Convert the lines of the listing, starting at the one containing "Provide the polygon of every instance of the **small" and ending at the one containing "M218 114L202 114L202 131L204 137L219 138Z", into a Markdown table with the columns Row and Line, one line per row. Include only those lines, and skip blank lines and any picture.

(Image boundary annotation data)
.....

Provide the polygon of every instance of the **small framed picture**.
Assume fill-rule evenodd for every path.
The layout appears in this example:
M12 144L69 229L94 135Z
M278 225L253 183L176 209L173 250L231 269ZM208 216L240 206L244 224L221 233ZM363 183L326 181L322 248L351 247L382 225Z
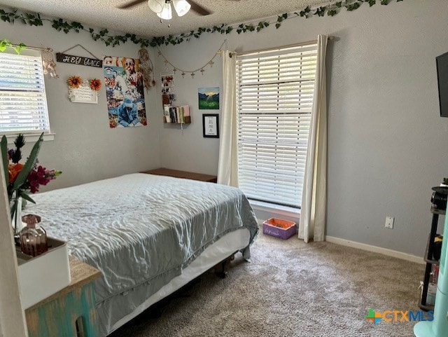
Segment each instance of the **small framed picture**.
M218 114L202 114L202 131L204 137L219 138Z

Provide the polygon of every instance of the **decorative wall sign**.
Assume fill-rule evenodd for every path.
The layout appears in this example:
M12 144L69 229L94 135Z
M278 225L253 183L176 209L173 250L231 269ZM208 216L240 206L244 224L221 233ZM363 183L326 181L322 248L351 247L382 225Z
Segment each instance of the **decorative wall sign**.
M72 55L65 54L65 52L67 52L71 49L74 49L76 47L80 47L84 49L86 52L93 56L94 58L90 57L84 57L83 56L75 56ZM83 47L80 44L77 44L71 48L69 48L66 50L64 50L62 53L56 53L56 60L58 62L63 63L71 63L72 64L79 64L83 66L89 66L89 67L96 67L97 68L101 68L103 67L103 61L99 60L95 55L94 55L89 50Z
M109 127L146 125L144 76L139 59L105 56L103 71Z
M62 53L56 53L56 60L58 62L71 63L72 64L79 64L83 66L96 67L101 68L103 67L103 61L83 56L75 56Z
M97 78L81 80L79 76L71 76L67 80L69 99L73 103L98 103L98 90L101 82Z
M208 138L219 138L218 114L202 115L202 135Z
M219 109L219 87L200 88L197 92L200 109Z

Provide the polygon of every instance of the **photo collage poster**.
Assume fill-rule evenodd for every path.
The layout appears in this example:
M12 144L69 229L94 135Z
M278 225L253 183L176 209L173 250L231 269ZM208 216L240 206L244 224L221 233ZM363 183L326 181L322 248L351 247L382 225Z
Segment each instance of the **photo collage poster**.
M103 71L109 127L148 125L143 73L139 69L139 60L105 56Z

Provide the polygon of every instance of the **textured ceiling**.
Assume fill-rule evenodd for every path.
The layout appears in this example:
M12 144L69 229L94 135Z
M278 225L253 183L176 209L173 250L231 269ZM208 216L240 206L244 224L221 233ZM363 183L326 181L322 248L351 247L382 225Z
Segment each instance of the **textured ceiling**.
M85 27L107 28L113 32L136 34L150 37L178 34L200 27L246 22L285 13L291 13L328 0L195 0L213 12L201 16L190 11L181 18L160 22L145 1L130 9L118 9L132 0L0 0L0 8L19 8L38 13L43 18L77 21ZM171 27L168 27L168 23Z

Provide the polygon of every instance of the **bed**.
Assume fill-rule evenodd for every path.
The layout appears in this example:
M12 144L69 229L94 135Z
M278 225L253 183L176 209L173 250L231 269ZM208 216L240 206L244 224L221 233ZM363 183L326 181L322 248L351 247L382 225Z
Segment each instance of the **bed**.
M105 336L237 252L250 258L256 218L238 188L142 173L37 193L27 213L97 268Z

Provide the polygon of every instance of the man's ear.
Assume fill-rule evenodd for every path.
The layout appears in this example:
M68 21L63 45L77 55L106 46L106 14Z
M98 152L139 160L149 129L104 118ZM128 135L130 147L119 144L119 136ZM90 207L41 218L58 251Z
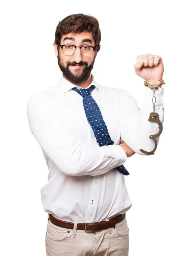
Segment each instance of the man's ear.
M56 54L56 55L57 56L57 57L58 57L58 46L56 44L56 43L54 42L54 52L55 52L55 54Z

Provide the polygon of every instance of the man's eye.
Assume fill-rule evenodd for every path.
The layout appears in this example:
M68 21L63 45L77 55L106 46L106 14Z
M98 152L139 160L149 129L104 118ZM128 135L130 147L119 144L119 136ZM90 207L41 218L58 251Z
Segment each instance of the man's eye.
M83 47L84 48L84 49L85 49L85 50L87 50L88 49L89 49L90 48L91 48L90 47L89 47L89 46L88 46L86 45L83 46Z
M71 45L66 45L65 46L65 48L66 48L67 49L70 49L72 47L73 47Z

.....

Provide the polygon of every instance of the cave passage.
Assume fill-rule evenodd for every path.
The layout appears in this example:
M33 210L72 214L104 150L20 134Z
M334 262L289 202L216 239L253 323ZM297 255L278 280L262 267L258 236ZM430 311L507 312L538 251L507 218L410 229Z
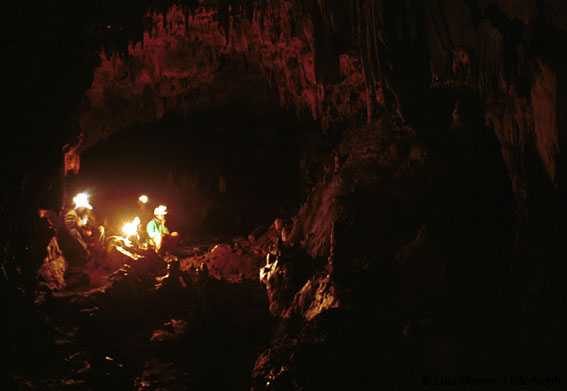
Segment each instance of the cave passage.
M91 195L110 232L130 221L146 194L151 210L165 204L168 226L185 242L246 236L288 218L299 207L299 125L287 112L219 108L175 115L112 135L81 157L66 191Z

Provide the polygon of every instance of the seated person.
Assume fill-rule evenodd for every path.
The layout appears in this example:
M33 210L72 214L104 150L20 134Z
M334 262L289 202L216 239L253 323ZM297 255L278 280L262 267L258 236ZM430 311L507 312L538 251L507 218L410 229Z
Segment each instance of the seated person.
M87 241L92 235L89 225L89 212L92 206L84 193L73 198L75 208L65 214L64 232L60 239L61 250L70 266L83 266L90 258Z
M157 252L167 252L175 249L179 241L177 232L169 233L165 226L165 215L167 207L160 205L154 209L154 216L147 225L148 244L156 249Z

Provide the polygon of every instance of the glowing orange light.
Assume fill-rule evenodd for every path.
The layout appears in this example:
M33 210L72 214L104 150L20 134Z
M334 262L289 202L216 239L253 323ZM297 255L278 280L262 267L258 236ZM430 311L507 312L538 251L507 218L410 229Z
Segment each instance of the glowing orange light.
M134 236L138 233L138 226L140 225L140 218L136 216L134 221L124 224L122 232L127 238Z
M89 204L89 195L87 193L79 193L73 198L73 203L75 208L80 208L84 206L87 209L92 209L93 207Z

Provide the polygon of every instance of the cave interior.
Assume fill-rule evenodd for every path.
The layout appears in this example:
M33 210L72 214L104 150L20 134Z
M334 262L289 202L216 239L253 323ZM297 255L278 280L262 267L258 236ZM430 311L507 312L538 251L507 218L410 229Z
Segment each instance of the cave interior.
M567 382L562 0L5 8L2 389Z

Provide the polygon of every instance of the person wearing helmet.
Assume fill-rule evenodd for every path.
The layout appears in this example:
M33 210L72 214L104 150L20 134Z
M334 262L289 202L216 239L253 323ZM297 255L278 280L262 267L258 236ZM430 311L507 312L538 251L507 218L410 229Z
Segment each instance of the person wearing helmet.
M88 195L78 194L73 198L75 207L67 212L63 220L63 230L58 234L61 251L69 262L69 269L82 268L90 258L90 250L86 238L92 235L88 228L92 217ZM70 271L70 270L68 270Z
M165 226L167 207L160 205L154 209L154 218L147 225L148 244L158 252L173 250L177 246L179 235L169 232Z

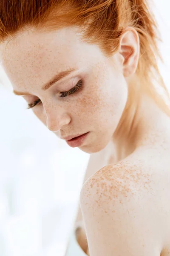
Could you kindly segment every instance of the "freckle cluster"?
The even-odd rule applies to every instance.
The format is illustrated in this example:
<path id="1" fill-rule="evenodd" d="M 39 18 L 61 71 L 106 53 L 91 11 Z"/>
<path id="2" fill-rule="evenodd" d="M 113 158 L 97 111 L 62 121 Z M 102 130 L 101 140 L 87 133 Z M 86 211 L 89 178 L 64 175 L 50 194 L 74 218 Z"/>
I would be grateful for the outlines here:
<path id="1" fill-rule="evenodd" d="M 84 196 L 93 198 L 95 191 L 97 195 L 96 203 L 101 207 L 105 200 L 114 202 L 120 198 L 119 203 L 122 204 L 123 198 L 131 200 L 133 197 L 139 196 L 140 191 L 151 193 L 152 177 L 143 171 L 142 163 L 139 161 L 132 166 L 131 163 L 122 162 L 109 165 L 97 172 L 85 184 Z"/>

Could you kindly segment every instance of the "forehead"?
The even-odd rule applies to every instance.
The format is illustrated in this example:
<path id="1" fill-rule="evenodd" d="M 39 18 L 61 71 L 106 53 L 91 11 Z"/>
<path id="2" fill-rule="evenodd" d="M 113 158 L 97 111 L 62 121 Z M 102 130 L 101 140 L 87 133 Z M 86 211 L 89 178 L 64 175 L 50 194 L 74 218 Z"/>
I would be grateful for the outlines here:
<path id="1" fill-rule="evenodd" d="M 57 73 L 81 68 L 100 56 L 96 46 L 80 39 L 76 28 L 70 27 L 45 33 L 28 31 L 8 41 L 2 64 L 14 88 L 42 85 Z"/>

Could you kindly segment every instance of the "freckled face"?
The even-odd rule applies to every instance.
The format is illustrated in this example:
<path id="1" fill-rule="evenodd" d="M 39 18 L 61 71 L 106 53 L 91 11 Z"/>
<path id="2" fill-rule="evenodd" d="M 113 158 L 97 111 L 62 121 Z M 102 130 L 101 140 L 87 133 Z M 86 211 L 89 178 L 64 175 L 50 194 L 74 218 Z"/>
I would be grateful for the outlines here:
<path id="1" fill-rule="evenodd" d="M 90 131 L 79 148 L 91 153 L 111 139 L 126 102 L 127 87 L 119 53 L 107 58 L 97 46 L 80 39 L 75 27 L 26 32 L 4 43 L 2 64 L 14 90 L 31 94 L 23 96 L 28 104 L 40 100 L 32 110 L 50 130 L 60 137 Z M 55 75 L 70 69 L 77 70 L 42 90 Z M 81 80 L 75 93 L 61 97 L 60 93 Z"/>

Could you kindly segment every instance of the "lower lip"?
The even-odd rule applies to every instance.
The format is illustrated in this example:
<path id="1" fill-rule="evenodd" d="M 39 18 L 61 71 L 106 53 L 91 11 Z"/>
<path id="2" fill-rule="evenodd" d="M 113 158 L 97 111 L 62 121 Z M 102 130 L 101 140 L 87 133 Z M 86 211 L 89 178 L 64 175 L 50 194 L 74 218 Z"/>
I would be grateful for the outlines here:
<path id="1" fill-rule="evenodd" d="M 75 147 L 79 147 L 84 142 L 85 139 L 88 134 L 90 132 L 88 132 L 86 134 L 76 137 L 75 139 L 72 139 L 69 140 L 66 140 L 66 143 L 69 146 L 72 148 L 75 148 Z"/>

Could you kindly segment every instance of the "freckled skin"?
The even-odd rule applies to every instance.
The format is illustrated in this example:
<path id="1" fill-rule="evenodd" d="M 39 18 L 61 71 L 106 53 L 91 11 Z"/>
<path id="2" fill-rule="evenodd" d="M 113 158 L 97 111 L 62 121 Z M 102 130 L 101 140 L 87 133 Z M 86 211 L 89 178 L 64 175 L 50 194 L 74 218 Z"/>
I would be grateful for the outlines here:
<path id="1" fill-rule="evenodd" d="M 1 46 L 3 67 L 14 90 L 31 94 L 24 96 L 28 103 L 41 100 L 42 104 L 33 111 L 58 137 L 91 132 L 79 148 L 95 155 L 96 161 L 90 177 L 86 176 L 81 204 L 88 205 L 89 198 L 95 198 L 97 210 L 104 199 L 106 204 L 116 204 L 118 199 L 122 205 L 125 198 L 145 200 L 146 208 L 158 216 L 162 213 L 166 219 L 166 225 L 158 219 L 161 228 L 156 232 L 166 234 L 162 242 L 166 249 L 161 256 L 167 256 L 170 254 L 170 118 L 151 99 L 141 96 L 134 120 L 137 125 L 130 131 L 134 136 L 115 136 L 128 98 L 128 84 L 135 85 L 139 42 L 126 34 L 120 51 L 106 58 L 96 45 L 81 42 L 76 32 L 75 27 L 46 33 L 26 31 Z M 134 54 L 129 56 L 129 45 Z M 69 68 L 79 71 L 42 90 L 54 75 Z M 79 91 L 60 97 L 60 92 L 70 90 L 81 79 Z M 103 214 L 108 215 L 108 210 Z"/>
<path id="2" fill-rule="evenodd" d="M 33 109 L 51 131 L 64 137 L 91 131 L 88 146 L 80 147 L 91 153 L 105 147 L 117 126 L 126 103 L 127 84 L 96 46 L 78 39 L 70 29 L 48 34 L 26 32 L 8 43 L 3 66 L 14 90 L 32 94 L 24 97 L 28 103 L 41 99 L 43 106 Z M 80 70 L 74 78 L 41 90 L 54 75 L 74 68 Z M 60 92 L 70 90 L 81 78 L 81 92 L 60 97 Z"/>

.....

EXERCISE ANSWER:
| Row | Line |
|---|---|
| 1 | Provide the polygon of every instance of the **small framed picture**. |
| 2 | Assume fill-rule evenodd for every path. |
| 3 | The layout appears in this example: |
| 4 | M12 144L69 229L94 135Z |
| 5 | M278 225L253 183L176 209L173 250L231 269ZM208 216L240 206L244 224L221 233ZM363 183L326 181L322 248L351 247L382 225Z |
| 6 | Segment each instance of the **small framed picture**. |
| 7 | M218 114L202 114L202 131L204 137L219 138Z |